> _Provided records_
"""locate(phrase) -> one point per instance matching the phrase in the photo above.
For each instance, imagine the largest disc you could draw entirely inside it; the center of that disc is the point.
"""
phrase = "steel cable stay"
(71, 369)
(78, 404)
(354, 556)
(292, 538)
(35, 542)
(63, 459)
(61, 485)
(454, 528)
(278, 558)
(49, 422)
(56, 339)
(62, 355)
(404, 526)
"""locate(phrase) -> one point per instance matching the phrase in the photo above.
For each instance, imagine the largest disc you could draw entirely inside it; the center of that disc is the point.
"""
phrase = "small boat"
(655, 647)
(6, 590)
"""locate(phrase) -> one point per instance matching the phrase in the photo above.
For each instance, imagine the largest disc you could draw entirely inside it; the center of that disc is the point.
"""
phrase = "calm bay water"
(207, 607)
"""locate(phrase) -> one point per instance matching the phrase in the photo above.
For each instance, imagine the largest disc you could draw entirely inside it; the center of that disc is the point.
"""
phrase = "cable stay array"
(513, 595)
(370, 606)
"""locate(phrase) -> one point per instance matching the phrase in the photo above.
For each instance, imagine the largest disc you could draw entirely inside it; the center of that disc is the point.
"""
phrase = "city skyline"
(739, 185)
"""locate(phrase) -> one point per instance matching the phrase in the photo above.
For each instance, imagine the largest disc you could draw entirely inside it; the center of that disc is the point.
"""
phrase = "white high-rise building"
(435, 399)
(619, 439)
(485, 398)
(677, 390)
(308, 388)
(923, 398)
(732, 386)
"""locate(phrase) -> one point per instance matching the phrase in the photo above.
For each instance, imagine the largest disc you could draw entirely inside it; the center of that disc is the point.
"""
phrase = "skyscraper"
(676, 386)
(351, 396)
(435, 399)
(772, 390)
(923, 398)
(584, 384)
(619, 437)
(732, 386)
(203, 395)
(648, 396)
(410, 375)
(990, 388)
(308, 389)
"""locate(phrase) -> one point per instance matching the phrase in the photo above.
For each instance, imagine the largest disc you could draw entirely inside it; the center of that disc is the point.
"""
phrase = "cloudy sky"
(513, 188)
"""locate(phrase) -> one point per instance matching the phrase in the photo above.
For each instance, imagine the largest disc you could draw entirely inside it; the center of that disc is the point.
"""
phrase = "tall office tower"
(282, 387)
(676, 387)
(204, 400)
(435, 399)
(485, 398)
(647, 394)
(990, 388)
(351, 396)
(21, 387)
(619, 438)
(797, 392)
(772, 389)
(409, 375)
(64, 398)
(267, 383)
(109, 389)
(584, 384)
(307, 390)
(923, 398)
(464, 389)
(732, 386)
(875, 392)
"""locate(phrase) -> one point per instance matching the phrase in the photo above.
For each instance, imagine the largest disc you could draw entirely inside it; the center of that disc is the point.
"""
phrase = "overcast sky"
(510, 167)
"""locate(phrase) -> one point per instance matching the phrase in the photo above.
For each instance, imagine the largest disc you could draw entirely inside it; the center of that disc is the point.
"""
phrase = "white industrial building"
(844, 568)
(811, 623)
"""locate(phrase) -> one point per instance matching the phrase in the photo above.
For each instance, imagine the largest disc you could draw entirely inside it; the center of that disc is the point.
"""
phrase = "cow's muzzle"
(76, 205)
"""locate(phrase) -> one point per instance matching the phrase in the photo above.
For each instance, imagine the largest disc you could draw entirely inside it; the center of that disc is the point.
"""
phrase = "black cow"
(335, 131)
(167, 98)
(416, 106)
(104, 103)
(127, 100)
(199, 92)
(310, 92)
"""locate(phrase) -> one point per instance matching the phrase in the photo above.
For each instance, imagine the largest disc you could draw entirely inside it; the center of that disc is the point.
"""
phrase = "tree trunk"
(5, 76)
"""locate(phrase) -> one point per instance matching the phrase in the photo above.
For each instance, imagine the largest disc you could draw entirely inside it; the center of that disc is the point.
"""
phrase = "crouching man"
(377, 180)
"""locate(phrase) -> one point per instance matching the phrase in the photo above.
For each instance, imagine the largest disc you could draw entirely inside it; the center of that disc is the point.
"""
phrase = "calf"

> _Work to do_
Go back to the listing above and please repeat it exactly.

> _Answer to this exercise_
"""locate(phrase) -> one point per instance matching the phrase in the photo above.
For each instance, imagine the largest disc you could draw entirely inside it; the center of that disc is the point.
"""
phrase = "steel cable stay"
(71, 369)
(78, 404)
(354, 556)
(292, 538)
(35, 542)
(63, 459)
(61, 485)
(454, 528)
(278, 558)
(49, 422)
(56, 339)
(62, 355)
(404, 526)
"""locate(phrase) -> one point per instance matching the phrase in the photo above.
For each instance, imagine the largest disc you could draw entirely inside it; the center of that disc is the point.
"""
phrase = "small boat"
(655, 647)
(6, 590)
"""locate(phrase) -> one point per instance matching the phrase in the photo above.
For each instance, imagine the largest disc you could draw entirely inside it; the center of that disc is the point.
"""
phrase = "calm bay water"
(207, 607)
"""locate(phrase) -> one point per instance matching the phrase in the photo above.
For each instance, imagine the largest disc you could draw entirely inside it; the center of that disc is the point.
"""
phrase = "cable stay array"
(513, 595)
(370, 606)
"""locate(phrase) -> one point per instance matching the phrase in the photo above.
For each instance, imagine the largest disc you could draw entirely inside it; the center of that disc is the point.
"""
phrase = "city skyline"
(739, 185)
"""locate(phrase) -> one point per instance matching the phrase in the photo above.
For each instance, imagine the largest disc you could draw entirely inside it; the center of that disc is the point.
"""
phrase = "white high-rise building"
(435, 399)
(619, 439)
(485, 398)
(677, 390)
(308, 388)
(923, 398)
(732, 386)
"""locate(phrase) -> one point per instance matching the phrase in the photo above.
For each instance, imagine the largest disc you could draw entirely inside it; the center of that disc is the point.
"""
phrase = "skyscraper"
(676, 386)
(351, 396)
(435, 399)
(772, 390)
(923, 398)
(584, 384)
(619, 437)
(732, 386)
(203, 395)
(648, 396)
(410, 375)
(990, 388)
(308, 389)
"""locate(phrase) -> one point per instance matching the phrase in the photo above.
For each instance, imagine the largest disc you could draw entirely inside it; the center of that disc is the point.
"""
phrase = "cloudy sky"
(513, 188)
"""locate(phrase) -> one point per instance matching the phrase in the photo above.
For each instance, imagine the largest disc you could draw entirely inside it; the center of that disc is the point.
"""
phrase = "tall office tower"
(282, 387)
(676, 387)
(204, 400)
(435, 399)
(485, 398)
(647, 394)
(990, 388)
(351, 396)
(21, 387)
(619, 438)
(797, 392)
(772, 389)
(409, 375)
(64, 398)
(267, 383)
(109, 389)
(584, 384)
(307, 390)
(923, 398)
(464, 389)
(732, 386)
(875, 392)
"""locate(phrase) -> one point per instance matching the phrase in the photo above.
For each instance, imagine the largest disc you could draw entirely inside it; the center of that disc is the point.
"""
phrase = "overcast sky"
(510, 167)
"""locate(phrase) -> one point per instance matching the phrase in the photo above.
For each instance, imagine the largest disc you could draw entirely inside it; the center of that disc is the point.
"""
phrase = "white industrial building"
(844, 568)
(811, 623)
"""locate(phrase) -> one point per instance matching the phrase in the photo above.
For each instance, imagine the largest disc you could draw entirely inside it; the center of that disc is the point.
"""
phrase = "cow's muzzle"
(76, 205)
"""locate(phrase) -> one point per instance matching the phrase in the photo above.
For each instance, imagine the largest disc you could draw entirely inside it; the center of that disc is the point.
"""
phrase = "black cow"
(335, 131)
(167, 98)
(416, 106)
(104, 103)
(127, 100)
(199, 92)
(310, 92)
"""locate(phrase) -> one point per instance matching the phrase in the photo above.
For each instance, imagine the largest disc you could draw entirely inside it; the center of that disc is the point.
"""
phrase = "tree trunk"
(5, 76)
"""locate(phrase) -> one point per instance matching the phrase in the photo above.
For each instance, imagine the largest disc you could draw entirely inside it; the center of that disc is the point.
"""
phrase = "crouching man"
(377, 180)
"""locate(phrase) -> one point per instance matching the phrase in the photo above.
For each instance, imagine the largest disc you could draw entirely inside it; the center of that disc is the point.
"""
phrase = "calf"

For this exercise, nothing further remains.